Work to complete: Revise the rows below by substituting "point" for every occurrence of "marker", leaving all other text unchanged.

Provided records:
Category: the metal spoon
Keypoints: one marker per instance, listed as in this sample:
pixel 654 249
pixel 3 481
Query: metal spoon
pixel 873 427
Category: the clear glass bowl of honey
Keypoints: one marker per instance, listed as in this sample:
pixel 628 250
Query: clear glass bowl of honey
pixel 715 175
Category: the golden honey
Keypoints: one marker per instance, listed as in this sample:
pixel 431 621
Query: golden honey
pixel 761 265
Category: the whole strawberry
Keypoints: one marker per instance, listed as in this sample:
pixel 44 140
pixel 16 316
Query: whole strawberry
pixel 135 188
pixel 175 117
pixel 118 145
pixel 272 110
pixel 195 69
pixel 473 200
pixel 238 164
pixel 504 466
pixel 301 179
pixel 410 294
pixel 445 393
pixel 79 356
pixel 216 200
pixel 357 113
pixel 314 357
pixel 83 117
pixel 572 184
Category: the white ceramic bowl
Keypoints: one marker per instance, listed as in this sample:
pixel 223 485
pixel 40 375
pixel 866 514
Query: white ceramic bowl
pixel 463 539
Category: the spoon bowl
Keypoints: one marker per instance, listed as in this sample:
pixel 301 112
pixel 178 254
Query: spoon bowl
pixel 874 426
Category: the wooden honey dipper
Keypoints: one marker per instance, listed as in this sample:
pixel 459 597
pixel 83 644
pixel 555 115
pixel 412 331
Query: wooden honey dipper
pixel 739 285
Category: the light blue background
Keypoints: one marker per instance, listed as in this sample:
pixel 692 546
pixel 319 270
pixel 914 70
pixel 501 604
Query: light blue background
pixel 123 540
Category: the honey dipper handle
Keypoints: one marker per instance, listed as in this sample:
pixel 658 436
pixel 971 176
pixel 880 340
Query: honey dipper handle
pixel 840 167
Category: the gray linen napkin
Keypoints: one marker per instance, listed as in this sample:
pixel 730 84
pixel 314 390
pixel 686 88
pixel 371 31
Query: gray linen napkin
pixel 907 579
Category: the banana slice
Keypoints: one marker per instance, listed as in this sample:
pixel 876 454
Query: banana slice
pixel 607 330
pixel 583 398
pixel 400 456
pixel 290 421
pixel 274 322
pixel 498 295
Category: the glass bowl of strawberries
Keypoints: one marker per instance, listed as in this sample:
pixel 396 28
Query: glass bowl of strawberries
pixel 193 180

Reply:
Category: the metal spoon
Keypoints: one point per instance, listed as in this sample:
pixel 654 249
pixel 3 481
Query: metal spoon
pixel 873 427
Category: the clear glass bowl of honey
Keypoints: one point per instance, listed as in this sample:
pixel 628 250
Query: clear glass bowl of honey
pixel 715 175
Category: the golden honey
Keypoints: one point per instance, listed as in this sample:
pixel 431 621
Query: golden honey
pixel 761 265
Category: the whole strawberry
Keypoints: one point per instance, listed as in this sample:
pixel 44 140
pixel 16 316
Query: whole strawberry
pixel 135 188
pixel 175 117
pixel 118 145
pixel 272 110
pixel 195 69
pixel 473 200
pixel 238 164
pixel 504 466
pixel 301 179
pixel 410 294
pixel 445 393
pixel 79 356
pixel 216 200
pixel 357 113
pixel 314 357
pixel 83 117
pixel 572 184
Category: the white ceramic bowl
Keypoints: one point per instance, listed as in this sample:
pixel 223 485
pixel 40 375
pixel 866 514
Query: white ceramic bowl
pixel 463 539
Category: the spoon bowl
Keypoints: one point per instance, listed as in this sample:
pixel 301 112
pixel 178 254
Query: spoon bowl
pixel 874 426
Category: the wooden honey dipper
Keypoints: one point per instance, listed as in this sample:
pixel 459 597
pixel 83 644
pixel 555 115
pixel 412 331
Query: wooden honey dipper
pixel 739 285
Category: the light blue background
Keypoints: one point per instance, listed as in this sample:
pixel 692 546
pixel 319 270
pixel 914 70
pixel 501 604
Query: light blue background
pixel 123 540
Category: the honey dipper handle
Keypoints: one point per instance, listed as in this sample:
pixel 658 436
pixel 971 176
pixel 880 340
Query: honey dipper handle
pixel 840 167
Category: the gray linen napkin
Keypoints: one point per instance, listed as in this sample:
pixel 730 84
pixel 314 390
pixel 686 88
pixel 371 31
Query: gray linen napkin
pixel 907 579
Category: the banana slice
Keypoints: one point per instance, listed as in this sample:
pixel 876 454
Query: banana slice
pixel 607 330
pixel 583 398
pixel 400 456
pixel 290 421
pixel 274 322
pixel 498 295
Category: the glass bowl of strawberries
Keypoints: one point per instance, listed as in this sample:
pixel 396 28
Query: glass bowl of strawberries
pixel 193 180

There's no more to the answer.